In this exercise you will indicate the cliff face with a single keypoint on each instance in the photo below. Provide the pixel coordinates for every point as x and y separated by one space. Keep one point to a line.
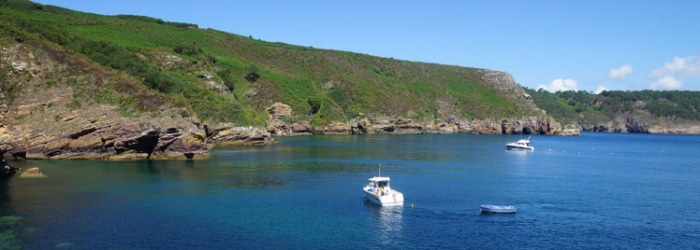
66 94
48 119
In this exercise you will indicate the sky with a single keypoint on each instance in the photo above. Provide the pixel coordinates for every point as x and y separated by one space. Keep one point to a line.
589 45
──────────
Each entry should be copied exactly as written, though any pictures stay out.

In this exercise you will indicate the cliff face with a single keypoint on each instance in the photo below. Provide the pixel coordinates for every point as x and y separated by one space. Keep one point to a line.
66 94
48 119
In this exercise you will indicate the sky with a single keypoint on each instance in the photo above. Provide the pixel coordinates for every point as x and y separated by one space. Keep one point to a line.
589 45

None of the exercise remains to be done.